[Records from a data source]

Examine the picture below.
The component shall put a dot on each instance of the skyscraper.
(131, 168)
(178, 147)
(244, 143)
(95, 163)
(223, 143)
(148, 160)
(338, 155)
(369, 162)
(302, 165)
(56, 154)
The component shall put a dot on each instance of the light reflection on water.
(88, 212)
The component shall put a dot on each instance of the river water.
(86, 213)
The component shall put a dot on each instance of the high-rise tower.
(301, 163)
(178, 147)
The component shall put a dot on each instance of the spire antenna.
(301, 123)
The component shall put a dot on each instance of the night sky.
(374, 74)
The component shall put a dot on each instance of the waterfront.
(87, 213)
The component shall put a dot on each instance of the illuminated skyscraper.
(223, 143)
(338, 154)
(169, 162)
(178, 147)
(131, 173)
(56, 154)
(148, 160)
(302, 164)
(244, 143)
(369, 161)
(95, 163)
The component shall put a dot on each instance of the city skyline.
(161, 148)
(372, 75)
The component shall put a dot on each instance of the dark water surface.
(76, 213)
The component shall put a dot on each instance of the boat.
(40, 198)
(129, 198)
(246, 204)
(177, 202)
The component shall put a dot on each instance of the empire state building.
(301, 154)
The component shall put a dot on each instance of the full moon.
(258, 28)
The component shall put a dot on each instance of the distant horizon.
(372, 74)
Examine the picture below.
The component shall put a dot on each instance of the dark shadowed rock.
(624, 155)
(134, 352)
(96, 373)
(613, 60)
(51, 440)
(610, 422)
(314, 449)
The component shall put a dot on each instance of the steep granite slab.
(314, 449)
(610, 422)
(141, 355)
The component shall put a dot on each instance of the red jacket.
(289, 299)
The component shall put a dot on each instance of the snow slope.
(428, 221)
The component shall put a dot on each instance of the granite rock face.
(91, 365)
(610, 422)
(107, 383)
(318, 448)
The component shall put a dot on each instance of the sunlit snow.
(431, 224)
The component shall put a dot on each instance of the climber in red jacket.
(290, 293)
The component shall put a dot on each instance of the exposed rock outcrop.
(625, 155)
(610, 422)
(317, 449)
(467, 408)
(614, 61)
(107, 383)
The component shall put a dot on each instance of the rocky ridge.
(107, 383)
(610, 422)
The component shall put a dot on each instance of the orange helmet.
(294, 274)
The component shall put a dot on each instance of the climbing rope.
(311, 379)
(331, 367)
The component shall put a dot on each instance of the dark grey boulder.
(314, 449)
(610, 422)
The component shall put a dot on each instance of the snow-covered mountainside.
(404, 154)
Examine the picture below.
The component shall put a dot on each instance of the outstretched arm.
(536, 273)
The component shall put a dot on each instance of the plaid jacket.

EXERCISE DESCRIPTION
With the line containing "dark grey boulder." as the first and the final line of the records as the last, copy that span exactly and nothing more.

RESULT FOR THIS TASK
The component shall put a dot on each instance of the dark grey boulder.
(314, 449)
(610, 422)
The component shall put a dot on each instance of the snow-covered mountainside.
(404, 154)
Examine the picture below.
The component shall put a dot on each instance of the outstretched arm.
(536, 273)
The component shall put a dot on each instance of the plaid jacket.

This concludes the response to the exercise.